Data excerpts

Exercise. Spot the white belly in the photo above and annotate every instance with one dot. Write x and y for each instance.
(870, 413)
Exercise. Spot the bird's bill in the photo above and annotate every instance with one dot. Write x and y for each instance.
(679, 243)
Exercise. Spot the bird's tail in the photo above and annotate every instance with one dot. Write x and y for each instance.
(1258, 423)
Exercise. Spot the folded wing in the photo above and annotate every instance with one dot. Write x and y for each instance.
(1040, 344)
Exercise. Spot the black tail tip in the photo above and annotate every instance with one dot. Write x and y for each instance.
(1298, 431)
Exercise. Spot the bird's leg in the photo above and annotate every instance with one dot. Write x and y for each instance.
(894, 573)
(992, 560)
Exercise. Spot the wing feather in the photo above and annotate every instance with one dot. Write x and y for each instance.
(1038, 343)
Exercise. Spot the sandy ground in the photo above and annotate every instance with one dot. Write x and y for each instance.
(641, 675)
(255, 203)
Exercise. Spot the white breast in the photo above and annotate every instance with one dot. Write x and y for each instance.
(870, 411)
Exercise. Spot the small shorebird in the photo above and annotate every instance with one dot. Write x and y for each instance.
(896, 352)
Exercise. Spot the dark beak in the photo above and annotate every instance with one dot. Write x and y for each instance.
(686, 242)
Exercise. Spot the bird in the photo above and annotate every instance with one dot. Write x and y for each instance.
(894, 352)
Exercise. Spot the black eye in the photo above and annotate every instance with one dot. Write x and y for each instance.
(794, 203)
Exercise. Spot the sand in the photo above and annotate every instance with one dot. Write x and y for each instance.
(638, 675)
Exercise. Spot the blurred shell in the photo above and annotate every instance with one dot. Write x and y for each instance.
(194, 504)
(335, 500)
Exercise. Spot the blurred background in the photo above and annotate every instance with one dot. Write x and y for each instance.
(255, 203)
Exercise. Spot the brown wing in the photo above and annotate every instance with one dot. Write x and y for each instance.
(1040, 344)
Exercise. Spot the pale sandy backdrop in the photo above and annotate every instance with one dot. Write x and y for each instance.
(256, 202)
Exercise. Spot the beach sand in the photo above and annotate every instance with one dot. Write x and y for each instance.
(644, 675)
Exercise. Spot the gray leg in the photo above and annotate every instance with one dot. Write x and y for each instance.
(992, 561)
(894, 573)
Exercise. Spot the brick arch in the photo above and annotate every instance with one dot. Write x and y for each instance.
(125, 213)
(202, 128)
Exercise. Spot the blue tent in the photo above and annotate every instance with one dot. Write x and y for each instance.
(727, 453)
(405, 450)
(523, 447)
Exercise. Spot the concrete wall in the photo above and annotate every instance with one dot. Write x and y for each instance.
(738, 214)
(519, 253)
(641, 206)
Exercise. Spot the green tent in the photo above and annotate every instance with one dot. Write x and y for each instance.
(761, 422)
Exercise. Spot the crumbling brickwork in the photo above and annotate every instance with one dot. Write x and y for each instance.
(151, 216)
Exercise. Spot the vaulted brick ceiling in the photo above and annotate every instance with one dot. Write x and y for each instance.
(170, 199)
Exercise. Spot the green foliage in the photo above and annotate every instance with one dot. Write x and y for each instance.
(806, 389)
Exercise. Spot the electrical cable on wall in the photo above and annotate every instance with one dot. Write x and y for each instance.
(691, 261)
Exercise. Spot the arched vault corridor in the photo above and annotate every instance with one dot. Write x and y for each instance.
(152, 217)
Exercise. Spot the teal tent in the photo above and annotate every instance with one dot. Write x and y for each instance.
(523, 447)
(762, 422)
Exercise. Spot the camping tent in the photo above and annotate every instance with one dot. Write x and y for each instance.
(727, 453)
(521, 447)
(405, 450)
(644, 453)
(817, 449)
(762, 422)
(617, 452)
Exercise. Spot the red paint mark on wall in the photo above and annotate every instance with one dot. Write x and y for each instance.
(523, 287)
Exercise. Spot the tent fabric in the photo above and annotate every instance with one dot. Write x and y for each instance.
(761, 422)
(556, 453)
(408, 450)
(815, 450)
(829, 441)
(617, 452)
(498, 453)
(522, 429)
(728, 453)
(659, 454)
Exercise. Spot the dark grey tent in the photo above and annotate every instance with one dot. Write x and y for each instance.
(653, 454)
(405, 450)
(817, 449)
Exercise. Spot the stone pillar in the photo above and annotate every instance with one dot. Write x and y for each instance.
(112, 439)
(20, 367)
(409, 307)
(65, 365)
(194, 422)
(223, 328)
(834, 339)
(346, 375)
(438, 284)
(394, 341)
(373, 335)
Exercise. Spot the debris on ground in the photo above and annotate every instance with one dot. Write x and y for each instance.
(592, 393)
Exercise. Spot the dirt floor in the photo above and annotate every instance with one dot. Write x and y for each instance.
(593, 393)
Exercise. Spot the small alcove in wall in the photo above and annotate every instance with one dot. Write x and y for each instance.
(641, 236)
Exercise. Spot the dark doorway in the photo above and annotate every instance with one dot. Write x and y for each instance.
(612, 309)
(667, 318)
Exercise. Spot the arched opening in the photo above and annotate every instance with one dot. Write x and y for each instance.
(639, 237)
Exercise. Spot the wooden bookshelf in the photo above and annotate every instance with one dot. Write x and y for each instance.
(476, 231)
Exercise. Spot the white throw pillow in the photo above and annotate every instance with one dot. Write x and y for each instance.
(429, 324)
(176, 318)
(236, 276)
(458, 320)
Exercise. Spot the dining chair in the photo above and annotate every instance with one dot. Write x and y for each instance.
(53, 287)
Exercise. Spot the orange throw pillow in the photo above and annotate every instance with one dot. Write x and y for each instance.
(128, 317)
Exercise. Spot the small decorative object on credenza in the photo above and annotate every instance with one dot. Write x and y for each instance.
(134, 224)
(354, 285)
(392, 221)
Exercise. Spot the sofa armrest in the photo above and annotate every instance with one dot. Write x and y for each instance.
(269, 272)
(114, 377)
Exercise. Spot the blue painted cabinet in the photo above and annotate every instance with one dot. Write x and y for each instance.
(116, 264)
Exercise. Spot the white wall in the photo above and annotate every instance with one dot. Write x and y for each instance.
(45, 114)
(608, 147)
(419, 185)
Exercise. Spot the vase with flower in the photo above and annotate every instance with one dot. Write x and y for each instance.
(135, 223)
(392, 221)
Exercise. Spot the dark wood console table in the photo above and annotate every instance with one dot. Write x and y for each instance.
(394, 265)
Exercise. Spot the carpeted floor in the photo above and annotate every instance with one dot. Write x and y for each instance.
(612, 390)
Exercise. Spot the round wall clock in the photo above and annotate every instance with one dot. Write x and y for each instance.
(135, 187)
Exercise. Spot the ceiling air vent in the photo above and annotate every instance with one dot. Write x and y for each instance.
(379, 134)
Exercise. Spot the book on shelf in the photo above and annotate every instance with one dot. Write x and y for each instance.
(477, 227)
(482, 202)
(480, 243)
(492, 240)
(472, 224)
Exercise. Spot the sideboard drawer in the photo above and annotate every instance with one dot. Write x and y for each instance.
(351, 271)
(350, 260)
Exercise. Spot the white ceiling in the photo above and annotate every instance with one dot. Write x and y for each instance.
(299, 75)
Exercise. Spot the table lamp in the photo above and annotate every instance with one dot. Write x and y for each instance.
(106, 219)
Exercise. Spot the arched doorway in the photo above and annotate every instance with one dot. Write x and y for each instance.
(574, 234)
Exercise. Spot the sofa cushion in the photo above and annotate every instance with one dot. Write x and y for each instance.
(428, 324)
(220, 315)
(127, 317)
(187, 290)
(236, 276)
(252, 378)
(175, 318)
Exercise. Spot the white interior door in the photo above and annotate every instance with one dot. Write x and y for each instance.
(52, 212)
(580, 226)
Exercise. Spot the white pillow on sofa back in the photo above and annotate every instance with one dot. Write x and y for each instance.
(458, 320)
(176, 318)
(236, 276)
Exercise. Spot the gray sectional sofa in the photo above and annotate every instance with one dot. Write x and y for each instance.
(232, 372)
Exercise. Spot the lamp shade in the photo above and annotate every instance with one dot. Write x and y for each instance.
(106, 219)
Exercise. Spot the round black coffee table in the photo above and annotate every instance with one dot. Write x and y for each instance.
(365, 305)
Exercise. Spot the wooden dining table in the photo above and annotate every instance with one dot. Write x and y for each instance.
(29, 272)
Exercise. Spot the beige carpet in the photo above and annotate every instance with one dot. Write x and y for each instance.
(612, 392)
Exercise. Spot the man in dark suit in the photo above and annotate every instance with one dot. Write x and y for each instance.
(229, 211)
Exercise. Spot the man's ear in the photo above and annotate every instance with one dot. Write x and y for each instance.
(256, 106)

*Work task:* Retype the lines from the one containing "Exercise. Spot the arched doorway" to the last line above. Change nothing and include no others.

*The completed task:*
Exercise. Spot the arched doorway in the photo above and annotate every instance with one dot. Write x and y for each instance.
(574, 234)
Exercise. Spot the sofa cushion in the photo above and annotate every instance with one dot. Write x and y for each instance.
(428, 324)
(220, 315)
(127, 317)
(187, 290)
(236, 276)
(252, 378)
(175, 318)
Exercise. Spot the white interior door in the photo above and annotate every instance with one dot. Write x and y for each instance.
(52, 212)
(580, 226)
Exercise. Spot the white pillow on sofa back in the photo above and annotate every instance with one dot. Write x and y for each instance.
(458, 320)
(176, 318)
(236, 276)
Exercise. Spot the gray sectional sofa in the photo above and annotate every instance with one dot. Write x and y for each instance.
(232, 372)
Exercise. Spot the lamp shade in the photo above and annotate every instance with one dot. Write x and y for each instance.
(106, 219)
Exercise. Spot the round black coffee table in the photo above and annotate every instance with one dot. Write x and y for each instance.
(365, 305)
Exercise. Spot the wooden dining table in the photo above and annotate every instance with one dot. Write x and y for each instance.
(29, 272)
Exercise. Spot the beige carpet in the photo above and annotate every instance with one dot. Write x and y for each instance.
(612, 392)
Exercise. Spot the man in dark suit in the photo above and annotate every instance with one dot. Write x and y for each instance.
(229, 211)
Exercise. Spot the man's ear in the photo above and annotate every instance with one dot. Write x and y for each instance.
(256, 106)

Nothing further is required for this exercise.